> **WHAT IS ASKED**:
Repeat every entry word for word, skipping the pictures.
====== STORED RECORDS
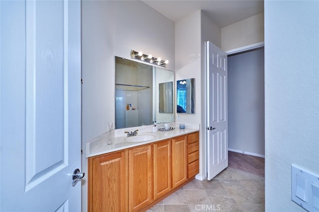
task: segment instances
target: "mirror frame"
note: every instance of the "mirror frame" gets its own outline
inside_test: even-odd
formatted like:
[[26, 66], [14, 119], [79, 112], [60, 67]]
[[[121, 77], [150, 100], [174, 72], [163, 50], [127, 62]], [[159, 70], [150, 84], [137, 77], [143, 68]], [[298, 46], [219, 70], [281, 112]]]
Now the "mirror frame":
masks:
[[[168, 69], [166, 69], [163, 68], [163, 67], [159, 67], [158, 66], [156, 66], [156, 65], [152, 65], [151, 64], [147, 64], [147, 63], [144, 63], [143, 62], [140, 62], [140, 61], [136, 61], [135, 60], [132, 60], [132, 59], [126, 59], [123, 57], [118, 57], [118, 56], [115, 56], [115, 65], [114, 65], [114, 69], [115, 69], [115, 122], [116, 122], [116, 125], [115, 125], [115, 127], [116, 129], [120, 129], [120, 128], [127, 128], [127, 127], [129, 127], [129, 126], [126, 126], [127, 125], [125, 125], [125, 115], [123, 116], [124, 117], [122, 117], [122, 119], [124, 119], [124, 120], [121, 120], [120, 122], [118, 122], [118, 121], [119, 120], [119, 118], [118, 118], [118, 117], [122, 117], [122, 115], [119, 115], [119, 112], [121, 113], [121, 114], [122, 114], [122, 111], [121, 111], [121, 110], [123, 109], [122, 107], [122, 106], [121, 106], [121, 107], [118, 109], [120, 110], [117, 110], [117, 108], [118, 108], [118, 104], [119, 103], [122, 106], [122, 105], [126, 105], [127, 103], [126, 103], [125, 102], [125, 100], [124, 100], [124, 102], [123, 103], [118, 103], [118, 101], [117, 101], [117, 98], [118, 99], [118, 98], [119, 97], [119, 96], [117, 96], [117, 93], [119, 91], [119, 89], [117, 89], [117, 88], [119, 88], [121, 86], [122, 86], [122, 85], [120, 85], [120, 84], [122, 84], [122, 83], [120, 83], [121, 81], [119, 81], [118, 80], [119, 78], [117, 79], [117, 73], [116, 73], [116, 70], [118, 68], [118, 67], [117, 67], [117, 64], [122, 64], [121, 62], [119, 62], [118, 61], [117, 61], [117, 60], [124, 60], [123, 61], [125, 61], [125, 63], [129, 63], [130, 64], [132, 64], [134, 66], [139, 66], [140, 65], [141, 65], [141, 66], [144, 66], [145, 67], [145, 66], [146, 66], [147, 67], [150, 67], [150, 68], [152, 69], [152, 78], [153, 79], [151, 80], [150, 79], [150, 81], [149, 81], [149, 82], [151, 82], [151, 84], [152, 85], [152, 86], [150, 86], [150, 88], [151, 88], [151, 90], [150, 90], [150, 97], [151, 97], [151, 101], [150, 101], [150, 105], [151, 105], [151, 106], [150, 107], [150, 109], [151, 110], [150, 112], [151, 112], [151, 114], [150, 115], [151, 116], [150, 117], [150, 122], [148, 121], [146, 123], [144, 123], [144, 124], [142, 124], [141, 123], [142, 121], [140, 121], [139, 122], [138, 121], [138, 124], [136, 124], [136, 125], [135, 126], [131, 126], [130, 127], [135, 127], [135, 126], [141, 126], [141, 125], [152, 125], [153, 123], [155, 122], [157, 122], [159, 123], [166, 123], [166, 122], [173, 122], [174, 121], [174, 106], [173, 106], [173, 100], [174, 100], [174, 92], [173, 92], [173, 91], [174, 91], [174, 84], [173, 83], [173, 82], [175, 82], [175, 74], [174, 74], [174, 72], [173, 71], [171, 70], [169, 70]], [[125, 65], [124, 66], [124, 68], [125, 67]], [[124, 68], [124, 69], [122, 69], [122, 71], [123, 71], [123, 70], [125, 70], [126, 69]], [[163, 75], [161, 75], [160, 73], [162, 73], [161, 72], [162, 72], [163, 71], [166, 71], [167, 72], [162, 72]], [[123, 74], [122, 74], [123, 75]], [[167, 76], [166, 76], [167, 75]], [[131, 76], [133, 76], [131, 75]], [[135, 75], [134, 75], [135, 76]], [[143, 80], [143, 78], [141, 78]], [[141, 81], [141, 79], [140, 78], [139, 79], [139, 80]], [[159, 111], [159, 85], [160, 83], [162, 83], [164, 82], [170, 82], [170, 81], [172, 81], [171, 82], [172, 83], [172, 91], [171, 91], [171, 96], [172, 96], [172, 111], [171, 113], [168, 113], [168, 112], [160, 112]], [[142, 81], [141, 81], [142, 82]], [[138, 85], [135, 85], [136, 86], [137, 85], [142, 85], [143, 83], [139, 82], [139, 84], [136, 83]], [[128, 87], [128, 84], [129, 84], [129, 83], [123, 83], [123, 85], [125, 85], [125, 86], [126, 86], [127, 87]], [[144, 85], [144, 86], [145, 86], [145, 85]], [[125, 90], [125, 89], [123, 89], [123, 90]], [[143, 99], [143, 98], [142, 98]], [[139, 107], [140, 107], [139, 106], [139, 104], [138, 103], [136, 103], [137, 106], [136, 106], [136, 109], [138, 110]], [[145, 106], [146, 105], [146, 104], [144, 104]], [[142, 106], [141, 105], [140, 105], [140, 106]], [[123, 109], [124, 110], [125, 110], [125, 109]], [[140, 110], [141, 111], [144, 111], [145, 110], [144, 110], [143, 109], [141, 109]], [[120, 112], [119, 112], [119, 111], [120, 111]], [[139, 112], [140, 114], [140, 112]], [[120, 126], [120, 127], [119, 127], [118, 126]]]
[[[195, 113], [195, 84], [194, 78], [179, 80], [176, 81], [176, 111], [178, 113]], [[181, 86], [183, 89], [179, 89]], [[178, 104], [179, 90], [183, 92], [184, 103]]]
============
> **EXPECTED ANSWER**:
task: segment instances
target: "mirror frame"
note: every instance of the "mirror frame" gets its own outline
inside_test: even-odd
formatted like:
[[26, 66], [14, 119], [79, 112], [60, 67]]
[[[121, 77], [150, 100], [174, 72], [163, 50], [127, 62]], [[159, 70], [150, 84], [137, 77], [143, 68]], [[298, 46], [219, 70], [281, 112]]]
Now the "mirror frame":
masks:
[[[168, 69], [166, 69], [163, 68], [163, 67], [159, 67], [158, 66], [156, 66], [156, 65], [152, 65], [151, 64], [147, 64], [147, 63], [144, 63], [143, 62], [140, 62], [140, 61], [136, 61], [135, 60], [132, 60], [132, 59], [126, 59], [123, 57], [118, 57], [118, 56], [115, 56], [115, 65], [114, 65], [114, 69], [115, 69], [115, 122], [116, 122], [116, 125], [115, 125], [115, 127], [116, 129], [120, 129], [120, 128], [127, 128], [127, 127], [129, 127], [129, 126], [126, 126], [127, 125], [125, 125], [125, 115], [123, 116], [124, 117], [122, 117], [122, 119], [124, 119], [124, 120], [121, 120], [120, 122], [118, 122], [118, 121], [119, 120], [119, 118], [118, 118], [118, 117], [122, 117], [122, 115], [119, 115], [119, 112], [121, 113], [121, 114], [122, 114], [122, 111], [121, 111], [121, 110], [123, 109], [122, 107], [122, 106], [121, 106], [121, 107], [118, 109], [120, 110], [117, 110], [117, 108], [118, 108], [118, 104], [119, 103], [122, 106], [122, 105], [126, 105], [127, 103], [126, 103], [125, 102], [125, 100], [124, 100], [124, 102], [123, 103], [118, 103], [118, 101], [117, 101], [117, 98], [118, 99], [118, 98], [119, 97], [119, 96], [117, 96], [117, 93], [119, 91], [119, 89], [117, 89], [117, 88], [119, 88], [121, 86], [122, 86], [122, 85], [120, 85], [120, 84], [122, 84], [122, 83], [120, 83], [121, 81], [119, 81], [118, 80], [119, 78], [117, 79], [117, 73], [116, 73], [116, 70], [118, 68], [118, 67], [117, 67], [117, 64], [122, 64], [121, 62], [119, 62], [118, 61], [117, 61], [117, 60], [124, 60], [123, 61], [125, 61], [125, 63], [129, 63], [130, 64], [132, 64], [134, 66], [139, 66], [140, 65], [141, 65], [141, 66], [144, 66], [145, 67], [145, 66], [146, 66], [147, 67], [150, 67], [150, 68], [152, 69], [152, 78], [153, 79], [151, 80], [150, 79], [150, 81], [149, 81], [149, 82], [151, 82], [151, 84], [152, 85], [152, 86], [150, 86], [150, 88], [151, 88], [151, 90], [150, 90], [150, 97], [151, 97], [151, 101], [150, 101], [150, 105], [151, 105], [151, 106], [150, 107], [150, 109], [151, 110], [150, 112], [151, 112], [151, 114], [150, 115], [151, 116], [150, 117], [150, 122], [148, 121], [146, 123], [144, 123], [144, 124], [142, 124], [141, 123], [142, 121], [140, 121], [139, 122], [138, 121], [138, 124], [136, 124], [136, 125], [135, 126], [131, 126], [130, 127], [135, 127], [135, 126], [141, 126], [141, 125], [152, 125], [153, 123], [155, 122], [157, 122], [159, 123], [166, 123], [166, 122], [173, 122], [174, 121], [174, 106], [173, 106], [173, 100], [174, 100], [174, 92], [173, 92], [173, 91], [174, 91], [174, 84], [173, 83], [173, 82], [175, 82], [175, 74], [174, 74], [174, 72], [173, 71], [171, 70], [169, 70]], [[125, 65], [124, 66], [124, 68], [125, 67]], [[124, 68], [124, 69], [122, 69], [122, 71], [123, 71], [123, 70], [125, 70], [126, 69]], [[163, 75], [161, 75], [160, 73], [162, 73], [161, 72], [162, 72], [163, 71], [166, 71], [167, 72], [162, 72]], [[123, 74], [122, 74], [123, 75]], [[167, 76], [166, 76], [167, 75]], [[131, 76], [133, 76], [131, 75]], [[135, 75], [134, 75], [135, 76]], [[143, 80], [143, 78], [141, 78]], [[141, 81], [141, 79], [140, 78], [139, 79], [139, 80]], [[159, 111], [159, 85], [160, 83], [162, 83], [164, 82], [170, 82], [170, 81], [172, 81], [171, 82], [172, 83], [172, 91], [171, 91], [171, 96], [172, 96], [172, 111], [171, 113], [168, 113], [168, 112], [160, 112]], [[142, 81], [141, 81], [142, 82]], [[138, 85], [135, 85], [136, 86], [137, 85], [142, 85], [143, 83], [139, 82], [139, 84], [136, 83]], [[128, 87], [128, 84], [129, 84], [129, 83], [123, 83], [123, 85], [125, 85], [125, 86], [126, 86], [127, 87]], [[144, 85], [144, 86], [145, 86], [145, 85]], [[125, 90], [125, 89], [123, 89], [123, 90]], [[143, 99], [143, 98], [142, 98]], [[139, 107], [140, 107], [139, 106], [139, 104], [138, 103], [136, 103], [137, 106], [136, 106], [136, 109], [138, 110]], [[145, 106], [146, 105], [146, 104], [144, 104]], [[142, 106], [141, 105], [140, 105], [140, 106]], [[123, 109], [124, 110], [125, 110], [125, 109]], [[140, 110], [141, 111], [144, 111], [145, 110], [144, 110], [143, 109], [141, 109]], [[120, 112], [119, 112], [119, 111], [120, 111]], [[139, 112], [140, 114], [140, 112]], [[120, 126], [120, 127], [119, 127], [118, 126]]]
[[[195, 113], [195, 84], [194, 78], [179, 80], [176, 81], [176, 111], [178, 113]], [[181, 86], [183, 89], [179, 89]], [[178, 104], [179, 90], [183, 92], [184, 103]]]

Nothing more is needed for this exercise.